* _Set task_: Verbatim output of all the material below is required.

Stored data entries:
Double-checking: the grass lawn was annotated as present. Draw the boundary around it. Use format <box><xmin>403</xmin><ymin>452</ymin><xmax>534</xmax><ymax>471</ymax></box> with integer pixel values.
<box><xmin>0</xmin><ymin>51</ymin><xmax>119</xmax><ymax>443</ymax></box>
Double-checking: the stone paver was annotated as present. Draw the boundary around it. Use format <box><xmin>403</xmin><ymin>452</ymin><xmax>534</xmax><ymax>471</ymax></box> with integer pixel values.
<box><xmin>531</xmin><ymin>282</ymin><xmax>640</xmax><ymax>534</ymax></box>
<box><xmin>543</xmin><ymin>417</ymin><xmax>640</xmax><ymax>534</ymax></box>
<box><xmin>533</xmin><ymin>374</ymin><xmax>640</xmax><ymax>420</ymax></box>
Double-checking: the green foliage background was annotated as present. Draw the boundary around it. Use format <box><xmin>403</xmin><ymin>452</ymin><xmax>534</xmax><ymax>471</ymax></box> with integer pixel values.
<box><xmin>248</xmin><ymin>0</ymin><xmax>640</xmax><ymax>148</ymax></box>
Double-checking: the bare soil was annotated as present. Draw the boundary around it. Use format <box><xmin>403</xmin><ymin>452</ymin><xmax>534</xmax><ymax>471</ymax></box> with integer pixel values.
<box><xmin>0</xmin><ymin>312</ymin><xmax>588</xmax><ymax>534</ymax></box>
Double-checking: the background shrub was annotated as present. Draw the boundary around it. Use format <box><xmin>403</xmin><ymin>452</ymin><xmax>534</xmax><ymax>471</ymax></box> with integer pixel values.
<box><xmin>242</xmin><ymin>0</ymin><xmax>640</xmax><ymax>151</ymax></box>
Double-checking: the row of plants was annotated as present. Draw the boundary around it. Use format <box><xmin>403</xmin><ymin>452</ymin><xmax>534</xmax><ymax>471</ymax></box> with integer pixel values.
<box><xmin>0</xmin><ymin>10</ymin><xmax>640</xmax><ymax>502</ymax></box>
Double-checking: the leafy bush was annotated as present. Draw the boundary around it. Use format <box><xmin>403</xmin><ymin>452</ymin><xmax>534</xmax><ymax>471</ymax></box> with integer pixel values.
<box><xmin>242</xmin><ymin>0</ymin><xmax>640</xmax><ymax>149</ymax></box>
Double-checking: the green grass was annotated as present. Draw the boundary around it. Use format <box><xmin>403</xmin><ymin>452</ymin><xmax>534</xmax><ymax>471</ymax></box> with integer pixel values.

* _Worked answer_:
Double-checking: the grass lawn was annotated as present. Draw the boundary around it. Use format <box><xmin>403</xmin><ymin>452</ymin><xmax>534</xmax><ymax>471</ymax></box> with integer pixel values.
<box><xmin>0</xmin><ymin>51</ymin><xmax>119</xmax><ymax>443</ymax></box>
Double-checking: the stone paver was annotated as present. Draw the boundary around it. Use format <box><xmin>403</xmin><ymin>452</ymin><xmax>534</xmax><ymax>471</ymax></box> with integer pixel values.
<box><xmin>531</xmin><ymin>282</ymin><xmax>640</xmax><ymax>534</ymax></box>
<box><xmin>543</xmin><ymin>417</ymin><xmax>640</xmax><ymax>534</ymax></box>
<box><xmin>533</xmin><ymin>374</ymin><xmax>640</xmax><ymax>420</ymax></box>
Double-checking: the green foliage background was annotated as present. Draw the boundary around it. Use format <box><xmin>403</xmin><ymin>452</ymin><xmax>534</xmax><ymax>471</ymax></box> with integer pixel values.
<box><xmin>248</xmin><ymin>0</ymin><xmax>640</xmax><ymax>148</ymax></box>
Double-checking: the bare soil was annotated as present. Draw the boundary around it. Use format <box><xmin>403</xmin><ymin>452</ymin><xmax>534</xmax><ymax>471</ymax></box> with integer pixel values.
<box><xmin>0</xmin><ymin>312</ymin><xmax>588</xmax><ymax>534</ymax></box>
Double-checking: the background shrub was annotated as present. Draw the boundary around it. Use format <box><xmin>403</xmin><ymin>452</ymin><xmax>534</xmax><ymax>471</ymax></box> with integer pixel values.
<box><xmin>242</xmin><ymin>0</ymin><xmax>640</xmax><ymax>151</ymax></box>
Double-checking: the row of plants was annotated as present. Draw the boundary around it. Use format <box><xmin>403</xmin><ymin>452</ymin><xmax>534</xmax><ymax>471</ymax></box> with integer pixel values.
<box><xmin>0</xmin><ymin>10</ymin><xmax>640</xmax><ymax>502</ymax></box>
Double-checking: the leafy bush was annotated as present. Draw the boundary around it. Use format <box><xmin>403</xmin><ymin>452</ymin><xmax>534</xmax><ymax>471</ymax></box> with integer pixel values.
<box><xmin>242</xmin><ymin>0</ymin><xmax>640</xmax><ymax>149</ymax></box>
Double-checking: the green grass was annotated as present. Draw the boundary around it. Use format <box><xmin>403</xmin><ymin>452</ymin><xmax>534</xmax><ymax>471</ymax></box> with integer pixel values.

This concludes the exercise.